- **OBJETIVO DO EXERCÍCIO**:
Reproduza a listagem abaixo integralmente, linha por linha, sem alterar nenhum caractere.

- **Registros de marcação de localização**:
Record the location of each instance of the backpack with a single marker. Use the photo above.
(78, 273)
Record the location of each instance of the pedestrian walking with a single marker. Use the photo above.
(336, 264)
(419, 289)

- **RESPOSTA ESCRITA**:
Record the location of each instance of the backpack with a single marker. Use the photo above.
(78, 273)
Record the location of each instance of the pedestrian walking with a single marker. Use the photo above.
(336, 264)
(419, 289)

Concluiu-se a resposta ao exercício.